ACTIVITY> Give back exactly the lines from the one holding "355L309 343L271 338L240" to the last line of the entries, both included, and nothing more.

[PROVIDED RECORDS — start]

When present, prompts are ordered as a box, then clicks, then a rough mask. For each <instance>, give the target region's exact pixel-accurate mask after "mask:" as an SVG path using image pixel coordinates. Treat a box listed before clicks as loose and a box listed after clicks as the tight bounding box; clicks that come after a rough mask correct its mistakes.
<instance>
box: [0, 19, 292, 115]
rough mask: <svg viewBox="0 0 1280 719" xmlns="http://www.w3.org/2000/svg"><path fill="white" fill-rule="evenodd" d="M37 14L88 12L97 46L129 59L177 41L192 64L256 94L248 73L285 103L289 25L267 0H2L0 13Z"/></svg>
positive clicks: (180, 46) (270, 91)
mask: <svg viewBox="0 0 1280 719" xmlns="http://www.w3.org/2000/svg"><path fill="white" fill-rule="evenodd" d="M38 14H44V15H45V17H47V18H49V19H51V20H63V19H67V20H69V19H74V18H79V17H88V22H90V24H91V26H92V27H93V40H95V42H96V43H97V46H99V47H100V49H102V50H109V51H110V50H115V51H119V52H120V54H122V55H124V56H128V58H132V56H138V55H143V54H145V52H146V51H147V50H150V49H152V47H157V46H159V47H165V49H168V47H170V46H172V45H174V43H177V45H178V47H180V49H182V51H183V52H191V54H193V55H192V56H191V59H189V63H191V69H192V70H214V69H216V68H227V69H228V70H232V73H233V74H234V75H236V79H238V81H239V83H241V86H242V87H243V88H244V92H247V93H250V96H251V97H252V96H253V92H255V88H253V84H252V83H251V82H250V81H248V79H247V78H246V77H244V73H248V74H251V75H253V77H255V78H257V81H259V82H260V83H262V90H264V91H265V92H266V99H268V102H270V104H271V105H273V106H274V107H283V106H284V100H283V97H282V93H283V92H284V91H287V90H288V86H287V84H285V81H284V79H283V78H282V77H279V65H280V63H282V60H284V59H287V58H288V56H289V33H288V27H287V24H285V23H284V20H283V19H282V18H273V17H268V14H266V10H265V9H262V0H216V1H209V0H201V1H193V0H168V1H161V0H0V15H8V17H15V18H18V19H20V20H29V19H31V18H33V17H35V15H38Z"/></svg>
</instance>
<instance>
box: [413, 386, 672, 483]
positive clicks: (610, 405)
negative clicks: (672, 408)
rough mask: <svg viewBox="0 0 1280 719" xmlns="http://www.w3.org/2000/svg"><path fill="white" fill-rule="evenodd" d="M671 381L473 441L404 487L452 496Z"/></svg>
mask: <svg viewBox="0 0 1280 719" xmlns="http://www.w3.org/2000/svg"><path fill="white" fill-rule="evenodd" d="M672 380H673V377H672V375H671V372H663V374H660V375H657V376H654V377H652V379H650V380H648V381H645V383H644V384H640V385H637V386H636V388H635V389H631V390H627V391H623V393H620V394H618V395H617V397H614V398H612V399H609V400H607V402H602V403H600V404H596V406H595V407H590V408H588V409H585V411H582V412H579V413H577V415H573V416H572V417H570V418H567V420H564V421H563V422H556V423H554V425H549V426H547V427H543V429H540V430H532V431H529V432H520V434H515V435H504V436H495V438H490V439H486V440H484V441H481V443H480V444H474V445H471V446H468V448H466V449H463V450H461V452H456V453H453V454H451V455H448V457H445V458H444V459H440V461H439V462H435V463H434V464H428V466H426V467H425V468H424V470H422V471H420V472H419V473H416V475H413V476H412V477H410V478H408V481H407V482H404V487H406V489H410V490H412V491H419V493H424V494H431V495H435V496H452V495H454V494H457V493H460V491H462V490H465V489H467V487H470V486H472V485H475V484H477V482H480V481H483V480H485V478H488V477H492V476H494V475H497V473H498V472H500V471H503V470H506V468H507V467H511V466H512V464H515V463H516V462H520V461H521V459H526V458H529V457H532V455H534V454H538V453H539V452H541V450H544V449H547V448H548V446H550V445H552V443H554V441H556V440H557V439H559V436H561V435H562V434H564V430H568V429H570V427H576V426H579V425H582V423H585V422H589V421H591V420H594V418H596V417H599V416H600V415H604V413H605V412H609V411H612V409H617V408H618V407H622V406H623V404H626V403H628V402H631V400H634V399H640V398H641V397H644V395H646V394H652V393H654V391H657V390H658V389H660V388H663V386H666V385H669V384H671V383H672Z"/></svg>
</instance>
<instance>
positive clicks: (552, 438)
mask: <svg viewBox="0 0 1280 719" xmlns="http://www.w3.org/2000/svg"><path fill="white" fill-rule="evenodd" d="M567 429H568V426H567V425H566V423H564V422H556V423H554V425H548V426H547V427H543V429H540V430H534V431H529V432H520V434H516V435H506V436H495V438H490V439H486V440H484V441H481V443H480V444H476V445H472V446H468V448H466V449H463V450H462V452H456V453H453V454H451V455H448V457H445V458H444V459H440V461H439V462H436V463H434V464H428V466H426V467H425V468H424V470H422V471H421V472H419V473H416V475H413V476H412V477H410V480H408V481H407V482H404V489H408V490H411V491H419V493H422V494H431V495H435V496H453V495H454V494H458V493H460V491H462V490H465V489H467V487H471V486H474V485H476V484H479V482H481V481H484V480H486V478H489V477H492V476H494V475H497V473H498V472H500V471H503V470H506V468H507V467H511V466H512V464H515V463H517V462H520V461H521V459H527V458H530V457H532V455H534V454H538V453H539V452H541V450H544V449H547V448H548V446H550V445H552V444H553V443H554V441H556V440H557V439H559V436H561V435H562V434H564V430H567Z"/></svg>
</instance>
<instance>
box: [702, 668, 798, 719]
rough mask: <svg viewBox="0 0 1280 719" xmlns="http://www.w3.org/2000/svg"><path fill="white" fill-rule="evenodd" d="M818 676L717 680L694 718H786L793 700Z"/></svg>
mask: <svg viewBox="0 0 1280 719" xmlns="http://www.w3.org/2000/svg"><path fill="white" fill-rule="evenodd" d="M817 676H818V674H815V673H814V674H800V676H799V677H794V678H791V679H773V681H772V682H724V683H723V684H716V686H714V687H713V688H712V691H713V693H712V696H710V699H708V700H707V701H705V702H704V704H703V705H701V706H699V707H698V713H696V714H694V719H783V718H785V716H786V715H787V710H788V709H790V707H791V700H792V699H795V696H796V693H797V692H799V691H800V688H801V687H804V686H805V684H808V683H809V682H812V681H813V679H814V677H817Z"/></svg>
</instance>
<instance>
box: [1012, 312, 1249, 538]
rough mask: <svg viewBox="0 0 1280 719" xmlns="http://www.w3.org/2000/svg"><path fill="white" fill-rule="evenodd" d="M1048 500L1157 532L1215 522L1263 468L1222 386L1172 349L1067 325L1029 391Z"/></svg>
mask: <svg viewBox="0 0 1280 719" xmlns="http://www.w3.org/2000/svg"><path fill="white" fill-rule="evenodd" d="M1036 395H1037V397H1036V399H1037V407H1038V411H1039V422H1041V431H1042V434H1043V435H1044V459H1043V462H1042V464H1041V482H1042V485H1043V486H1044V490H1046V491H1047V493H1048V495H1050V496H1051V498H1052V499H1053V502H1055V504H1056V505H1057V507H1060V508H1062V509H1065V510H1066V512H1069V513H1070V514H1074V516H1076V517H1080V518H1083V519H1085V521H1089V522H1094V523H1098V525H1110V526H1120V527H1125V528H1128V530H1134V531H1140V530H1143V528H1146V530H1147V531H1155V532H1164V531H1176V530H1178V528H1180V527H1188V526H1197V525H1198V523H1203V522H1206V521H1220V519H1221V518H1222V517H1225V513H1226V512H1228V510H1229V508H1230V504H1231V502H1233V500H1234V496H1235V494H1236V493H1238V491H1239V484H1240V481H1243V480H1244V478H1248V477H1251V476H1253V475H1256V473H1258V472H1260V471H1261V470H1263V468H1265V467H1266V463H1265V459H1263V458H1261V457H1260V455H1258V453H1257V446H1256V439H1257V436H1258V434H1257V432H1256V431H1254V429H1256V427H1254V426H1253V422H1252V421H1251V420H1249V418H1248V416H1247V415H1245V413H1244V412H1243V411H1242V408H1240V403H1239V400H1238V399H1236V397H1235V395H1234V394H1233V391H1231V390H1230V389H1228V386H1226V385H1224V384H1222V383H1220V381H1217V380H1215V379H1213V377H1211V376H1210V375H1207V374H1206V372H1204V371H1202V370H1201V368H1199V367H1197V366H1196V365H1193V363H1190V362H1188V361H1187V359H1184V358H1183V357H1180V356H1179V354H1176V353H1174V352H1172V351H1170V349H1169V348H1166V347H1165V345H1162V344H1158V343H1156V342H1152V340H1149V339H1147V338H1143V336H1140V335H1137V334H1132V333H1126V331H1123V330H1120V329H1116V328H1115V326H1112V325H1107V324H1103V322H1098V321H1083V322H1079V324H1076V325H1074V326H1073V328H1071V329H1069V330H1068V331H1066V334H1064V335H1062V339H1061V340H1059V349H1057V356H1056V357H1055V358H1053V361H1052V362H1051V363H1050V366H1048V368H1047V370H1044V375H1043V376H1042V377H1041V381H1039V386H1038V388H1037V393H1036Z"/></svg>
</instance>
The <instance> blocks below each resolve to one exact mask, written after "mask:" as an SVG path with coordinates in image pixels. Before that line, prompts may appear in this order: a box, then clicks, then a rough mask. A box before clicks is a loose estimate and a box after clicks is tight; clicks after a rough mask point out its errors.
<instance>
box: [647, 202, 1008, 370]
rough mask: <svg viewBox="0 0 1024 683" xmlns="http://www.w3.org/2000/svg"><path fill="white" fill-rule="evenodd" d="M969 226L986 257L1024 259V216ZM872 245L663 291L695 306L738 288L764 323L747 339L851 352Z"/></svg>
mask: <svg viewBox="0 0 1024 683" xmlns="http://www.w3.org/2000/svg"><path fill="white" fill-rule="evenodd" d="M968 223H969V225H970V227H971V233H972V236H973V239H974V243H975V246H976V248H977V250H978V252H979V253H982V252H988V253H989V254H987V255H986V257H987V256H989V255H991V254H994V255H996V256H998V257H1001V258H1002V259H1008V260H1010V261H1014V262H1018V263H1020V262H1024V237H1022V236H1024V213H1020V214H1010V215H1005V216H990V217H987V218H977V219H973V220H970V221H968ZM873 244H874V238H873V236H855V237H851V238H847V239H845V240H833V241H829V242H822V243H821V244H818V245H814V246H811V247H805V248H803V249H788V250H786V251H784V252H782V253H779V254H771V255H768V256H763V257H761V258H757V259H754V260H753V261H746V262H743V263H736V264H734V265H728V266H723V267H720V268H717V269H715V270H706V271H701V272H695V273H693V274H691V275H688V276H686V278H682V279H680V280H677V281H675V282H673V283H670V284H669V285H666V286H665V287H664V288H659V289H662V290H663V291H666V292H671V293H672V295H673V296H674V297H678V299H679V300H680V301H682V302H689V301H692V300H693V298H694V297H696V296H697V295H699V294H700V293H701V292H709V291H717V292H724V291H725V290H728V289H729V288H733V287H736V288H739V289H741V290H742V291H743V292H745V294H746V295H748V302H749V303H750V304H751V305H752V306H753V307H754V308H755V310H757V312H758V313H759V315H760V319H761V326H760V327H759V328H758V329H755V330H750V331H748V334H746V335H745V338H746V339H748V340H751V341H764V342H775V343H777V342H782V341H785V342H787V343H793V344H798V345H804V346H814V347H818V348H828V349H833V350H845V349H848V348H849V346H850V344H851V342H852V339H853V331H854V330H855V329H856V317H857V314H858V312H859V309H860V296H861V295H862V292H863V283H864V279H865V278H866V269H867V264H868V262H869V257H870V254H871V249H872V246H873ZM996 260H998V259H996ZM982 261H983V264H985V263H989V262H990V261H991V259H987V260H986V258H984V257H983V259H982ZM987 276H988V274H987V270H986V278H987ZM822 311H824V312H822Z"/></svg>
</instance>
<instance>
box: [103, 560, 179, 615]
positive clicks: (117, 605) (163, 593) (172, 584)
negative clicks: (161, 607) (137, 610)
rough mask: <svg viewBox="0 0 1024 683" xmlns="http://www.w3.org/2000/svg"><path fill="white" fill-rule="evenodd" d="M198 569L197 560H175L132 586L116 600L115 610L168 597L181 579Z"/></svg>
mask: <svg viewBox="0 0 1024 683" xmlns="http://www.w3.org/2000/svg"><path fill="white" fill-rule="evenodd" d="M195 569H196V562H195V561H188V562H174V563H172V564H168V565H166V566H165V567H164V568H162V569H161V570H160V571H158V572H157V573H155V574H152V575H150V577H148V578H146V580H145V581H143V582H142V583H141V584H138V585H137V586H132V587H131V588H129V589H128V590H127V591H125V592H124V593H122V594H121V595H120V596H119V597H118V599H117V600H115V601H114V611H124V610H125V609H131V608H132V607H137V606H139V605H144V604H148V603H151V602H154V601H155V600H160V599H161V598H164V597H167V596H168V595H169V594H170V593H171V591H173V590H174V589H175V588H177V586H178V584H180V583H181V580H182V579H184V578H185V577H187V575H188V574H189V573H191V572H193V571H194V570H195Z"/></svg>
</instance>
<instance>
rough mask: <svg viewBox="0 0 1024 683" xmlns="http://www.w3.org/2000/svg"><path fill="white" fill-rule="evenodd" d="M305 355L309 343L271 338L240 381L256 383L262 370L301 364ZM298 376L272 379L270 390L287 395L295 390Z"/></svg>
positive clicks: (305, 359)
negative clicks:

[PROVIDED RECORDS — finish]

OUTPUT OF THE TASK>
rough mask: <svg viewBox="0 0 1024 683" xmlns="http://www.w3.org/2000/svg"><path fill="white" fill-rule="evenodd" d="M305 355L309 343L271 338L240 381L256 383L262 370L301 364ZM298 376L272 379L270 390L287 395L295 390Z"/></svg>
positive clicks: (305, 359)
negative clicks:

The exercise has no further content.